═════ Records shown ═════

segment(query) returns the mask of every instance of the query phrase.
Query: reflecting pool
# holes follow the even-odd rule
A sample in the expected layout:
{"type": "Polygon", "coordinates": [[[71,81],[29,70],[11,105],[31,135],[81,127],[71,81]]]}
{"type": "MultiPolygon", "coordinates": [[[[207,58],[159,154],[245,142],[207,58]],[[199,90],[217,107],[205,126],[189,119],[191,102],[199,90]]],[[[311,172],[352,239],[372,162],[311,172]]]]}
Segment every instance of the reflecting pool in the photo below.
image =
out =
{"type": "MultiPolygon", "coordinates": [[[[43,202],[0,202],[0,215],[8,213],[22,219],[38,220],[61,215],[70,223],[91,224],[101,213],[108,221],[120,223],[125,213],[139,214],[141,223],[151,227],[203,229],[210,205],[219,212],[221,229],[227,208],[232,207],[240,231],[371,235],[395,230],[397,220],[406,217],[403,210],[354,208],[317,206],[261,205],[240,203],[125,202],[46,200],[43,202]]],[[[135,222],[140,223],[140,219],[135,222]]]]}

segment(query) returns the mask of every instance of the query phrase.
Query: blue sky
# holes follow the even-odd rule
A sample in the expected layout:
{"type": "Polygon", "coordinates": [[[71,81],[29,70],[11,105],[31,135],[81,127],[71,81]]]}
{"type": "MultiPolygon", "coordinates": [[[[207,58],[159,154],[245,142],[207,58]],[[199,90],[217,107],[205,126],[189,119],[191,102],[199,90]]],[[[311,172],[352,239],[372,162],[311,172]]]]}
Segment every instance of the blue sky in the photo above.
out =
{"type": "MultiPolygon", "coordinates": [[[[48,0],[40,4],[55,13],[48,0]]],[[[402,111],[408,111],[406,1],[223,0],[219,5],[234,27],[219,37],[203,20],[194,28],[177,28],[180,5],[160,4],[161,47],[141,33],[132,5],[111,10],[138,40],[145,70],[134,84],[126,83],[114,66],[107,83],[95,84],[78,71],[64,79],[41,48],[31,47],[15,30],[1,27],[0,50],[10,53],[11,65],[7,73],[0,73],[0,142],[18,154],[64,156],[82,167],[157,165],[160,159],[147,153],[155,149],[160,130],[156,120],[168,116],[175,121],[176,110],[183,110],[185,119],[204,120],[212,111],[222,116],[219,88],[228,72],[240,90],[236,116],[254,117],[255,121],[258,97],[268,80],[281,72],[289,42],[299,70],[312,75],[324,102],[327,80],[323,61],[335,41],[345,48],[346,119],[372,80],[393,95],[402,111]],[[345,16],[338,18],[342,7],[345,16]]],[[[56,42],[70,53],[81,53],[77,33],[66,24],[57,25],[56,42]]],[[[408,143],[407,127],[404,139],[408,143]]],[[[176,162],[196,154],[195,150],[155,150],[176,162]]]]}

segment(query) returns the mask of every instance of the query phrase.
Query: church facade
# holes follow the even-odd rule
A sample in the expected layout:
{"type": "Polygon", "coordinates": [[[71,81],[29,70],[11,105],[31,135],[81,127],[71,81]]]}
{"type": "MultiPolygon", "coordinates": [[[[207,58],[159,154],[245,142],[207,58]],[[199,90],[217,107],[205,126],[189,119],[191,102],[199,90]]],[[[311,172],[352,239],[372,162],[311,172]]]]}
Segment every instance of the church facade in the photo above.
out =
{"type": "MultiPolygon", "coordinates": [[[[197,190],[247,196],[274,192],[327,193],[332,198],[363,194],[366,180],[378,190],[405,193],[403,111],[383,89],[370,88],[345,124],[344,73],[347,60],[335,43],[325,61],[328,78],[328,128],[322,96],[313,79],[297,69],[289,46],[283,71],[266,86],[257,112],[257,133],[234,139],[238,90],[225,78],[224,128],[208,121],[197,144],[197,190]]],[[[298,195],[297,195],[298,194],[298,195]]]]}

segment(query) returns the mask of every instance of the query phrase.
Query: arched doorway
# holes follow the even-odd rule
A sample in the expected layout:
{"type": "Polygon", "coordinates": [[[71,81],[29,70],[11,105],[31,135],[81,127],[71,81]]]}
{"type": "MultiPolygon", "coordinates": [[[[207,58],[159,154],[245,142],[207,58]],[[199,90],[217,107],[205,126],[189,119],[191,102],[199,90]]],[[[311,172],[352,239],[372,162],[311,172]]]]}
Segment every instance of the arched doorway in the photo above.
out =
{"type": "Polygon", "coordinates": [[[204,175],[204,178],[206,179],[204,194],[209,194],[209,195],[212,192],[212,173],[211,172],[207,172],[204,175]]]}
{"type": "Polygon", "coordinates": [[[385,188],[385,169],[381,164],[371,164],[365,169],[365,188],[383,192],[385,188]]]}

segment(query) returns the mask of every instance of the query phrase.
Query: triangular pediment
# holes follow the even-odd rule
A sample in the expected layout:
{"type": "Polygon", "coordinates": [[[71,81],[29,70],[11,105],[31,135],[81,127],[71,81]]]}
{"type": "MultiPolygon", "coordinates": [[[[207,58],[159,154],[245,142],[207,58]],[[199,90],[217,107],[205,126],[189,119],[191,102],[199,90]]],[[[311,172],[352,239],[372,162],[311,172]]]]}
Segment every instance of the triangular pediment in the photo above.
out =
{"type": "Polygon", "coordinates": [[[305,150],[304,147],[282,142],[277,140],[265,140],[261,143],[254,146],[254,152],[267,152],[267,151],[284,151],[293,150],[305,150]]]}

═════

How many lines of the records above contain the word "church"? Reply with the number only.

2